▸ **SET PROBLEM**
How many lines in the items below contain the string "Query"? Reply with the number only.

▸ **STORED DATA**

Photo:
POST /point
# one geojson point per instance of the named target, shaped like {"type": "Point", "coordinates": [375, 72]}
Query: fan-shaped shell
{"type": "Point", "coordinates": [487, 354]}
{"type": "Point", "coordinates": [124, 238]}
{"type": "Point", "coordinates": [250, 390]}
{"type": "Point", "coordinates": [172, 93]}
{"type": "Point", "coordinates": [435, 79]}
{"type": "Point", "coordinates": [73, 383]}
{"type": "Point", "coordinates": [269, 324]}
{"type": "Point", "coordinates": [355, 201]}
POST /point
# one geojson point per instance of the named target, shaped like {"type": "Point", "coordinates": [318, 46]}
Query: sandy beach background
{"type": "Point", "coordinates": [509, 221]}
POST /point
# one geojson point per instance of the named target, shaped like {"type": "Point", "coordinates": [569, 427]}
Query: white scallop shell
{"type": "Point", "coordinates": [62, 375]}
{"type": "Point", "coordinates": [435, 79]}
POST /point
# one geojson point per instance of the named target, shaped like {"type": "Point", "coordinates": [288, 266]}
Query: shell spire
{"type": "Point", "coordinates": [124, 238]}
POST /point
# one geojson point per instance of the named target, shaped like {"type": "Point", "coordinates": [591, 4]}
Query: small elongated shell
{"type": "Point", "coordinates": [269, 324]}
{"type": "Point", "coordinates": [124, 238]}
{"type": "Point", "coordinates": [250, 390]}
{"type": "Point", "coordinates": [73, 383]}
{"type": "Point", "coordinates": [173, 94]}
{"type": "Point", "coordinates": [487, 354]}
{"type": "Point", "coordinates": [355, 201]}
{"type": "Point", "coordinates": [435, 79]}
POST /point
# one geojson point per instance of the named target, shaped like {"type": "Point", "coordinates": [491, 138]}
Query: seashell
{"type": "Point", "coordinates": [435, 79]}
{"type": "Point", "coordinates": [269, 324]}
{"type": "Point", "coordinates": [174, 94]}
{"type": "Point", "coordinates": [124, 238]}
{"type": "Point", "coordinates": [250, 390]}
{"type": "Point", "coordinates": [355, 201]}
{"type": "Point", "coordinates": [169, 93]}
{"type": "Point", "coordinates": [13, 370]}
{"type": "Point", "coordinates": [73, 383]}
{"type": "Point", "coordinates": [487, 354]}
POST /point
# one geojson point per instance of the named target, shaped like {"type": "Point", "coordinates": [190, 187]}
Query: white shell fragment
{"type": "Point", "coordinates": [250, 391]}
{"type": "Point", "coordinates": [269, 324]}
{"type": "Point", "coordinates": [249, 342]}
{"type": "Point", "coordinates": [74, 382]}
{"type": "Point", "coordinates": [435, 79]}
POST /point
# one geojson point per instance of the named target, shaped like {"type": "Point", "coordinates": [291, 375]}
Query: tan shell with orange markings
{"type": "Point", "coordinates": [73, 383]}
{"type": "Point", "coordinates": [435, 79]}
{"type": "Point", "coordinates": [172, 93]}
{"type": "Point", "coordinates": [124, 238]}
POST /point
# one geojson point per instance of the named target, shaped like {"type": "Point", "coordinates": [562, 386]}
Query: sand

▸ **WRITTEN RESPONSE**
9